=== What needs to be done ===
Using the records below, quote only the span that opens with the line containing "Give one point for each instance of the area" and closes with the line containing "Give one point for each instance of the beige lumbar", exactly and inclusively.

=== Available data ===
※

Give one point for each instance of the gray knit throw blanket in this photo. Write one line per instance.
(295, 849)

※

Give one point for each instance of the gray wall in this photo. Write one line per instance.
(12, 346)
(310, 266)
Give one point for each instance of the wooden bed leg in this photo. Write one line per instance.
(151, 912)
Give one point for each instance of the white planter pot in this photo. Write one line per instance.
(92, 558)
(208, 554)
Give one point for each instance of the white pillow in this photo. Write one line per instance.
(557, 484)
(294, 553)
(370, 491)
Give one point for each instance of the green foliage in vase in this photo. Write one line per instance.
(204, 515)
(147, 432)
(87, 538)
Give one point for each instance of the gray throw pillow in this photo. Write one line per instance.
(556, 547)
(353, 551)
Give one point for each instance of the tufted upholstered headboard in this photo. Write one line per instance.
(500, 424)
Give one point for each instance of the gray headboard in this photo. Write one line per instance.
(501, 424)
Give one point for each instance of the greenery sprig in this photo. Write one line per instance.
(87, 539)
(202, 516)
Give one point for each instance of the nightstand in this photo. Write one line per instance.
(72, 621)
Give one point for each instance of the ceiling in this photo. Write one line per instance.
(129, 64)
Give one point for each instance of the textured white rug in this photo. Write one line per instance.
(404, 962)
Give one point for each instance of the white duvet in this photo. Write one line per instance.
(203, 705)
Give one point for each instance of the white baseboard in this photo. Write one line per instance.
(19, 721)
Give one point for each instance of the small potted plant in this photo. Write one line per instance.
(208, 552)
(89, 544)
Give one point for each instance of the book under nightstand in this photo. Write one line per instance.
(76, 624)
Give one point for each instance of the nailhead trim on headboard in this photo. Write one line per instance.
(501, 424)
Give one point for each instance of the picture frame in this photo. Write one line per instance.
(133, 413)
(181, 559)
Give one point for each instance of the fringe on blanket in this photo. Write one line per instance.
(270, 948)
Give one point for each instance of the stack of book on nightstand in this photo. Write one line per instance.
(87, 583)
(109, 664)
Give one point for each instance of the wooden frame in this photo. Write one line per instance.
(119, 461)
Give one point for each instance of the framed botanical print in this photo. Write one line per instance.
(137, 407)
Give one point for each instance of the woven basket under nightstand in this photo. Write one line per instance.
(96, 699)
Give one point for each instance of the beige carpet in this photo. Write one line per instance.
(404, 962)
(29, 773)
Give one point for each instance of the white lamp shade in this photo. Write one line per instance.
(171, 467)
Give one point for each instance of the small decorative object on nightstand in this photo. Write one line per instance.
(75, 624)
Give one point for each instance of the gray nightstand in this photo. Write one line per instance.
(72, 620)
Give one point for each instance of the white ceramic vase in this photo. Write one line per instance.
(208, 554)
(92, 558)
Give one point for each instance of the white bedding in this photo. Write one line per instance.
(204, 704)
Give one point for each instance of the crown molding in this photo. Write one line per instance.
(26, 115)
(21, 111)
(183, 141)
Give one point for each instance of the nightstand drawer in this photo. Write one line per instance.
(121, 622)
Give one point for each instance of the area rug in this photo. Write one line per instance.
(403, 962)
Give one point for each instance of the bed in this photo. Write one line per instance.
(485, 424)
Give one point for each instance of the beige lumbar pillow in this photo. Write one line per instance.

※

=== Exercise result ===
Give one point for each instance of the area rug in this photo. Write one line per instance.
(403, 962)
Give one point for each instance of the bed in this photo. Write one line per instance.
(485, 424)
Give one point for each instance of the beige lumbar pillow in this photo. Write one line per instance.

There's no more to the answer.